## EXERCISE
Update the entries below by replacing "single point" with "one point" everywhere it occurs, and leave the remaining text unchanged.

□ □ □ □

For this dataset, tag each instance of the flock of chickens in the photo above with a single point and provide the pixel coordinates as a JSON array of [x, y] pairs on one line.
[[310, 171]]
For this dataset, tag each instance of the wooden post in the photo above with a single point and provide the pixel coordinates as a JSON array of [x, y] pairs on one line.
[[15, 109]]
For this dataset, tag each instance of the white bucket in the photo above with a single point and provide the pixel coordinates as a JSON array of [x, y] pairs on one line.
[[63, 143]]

□ □ □ □

## OUTPUT OF THE TASK
For this dataset, tag each instance of the flock of chickens in the photo above with a one point and provide the pixel coordinates as a JSON array of [x, y] pairs on one line.
[[310, 171]]
For this dataset, tag each instance of the wooden post in the photo above with a one point and provide the pixel coordinates as a JSON array of [x, y] pairs on one line.
[[15, 109]]
For this dataset, tag each instance of the white bucket in the photo above with a one point and provide the pixel coordinates as a JSON array of [x, y] pairs on one line.
[[63, 143]]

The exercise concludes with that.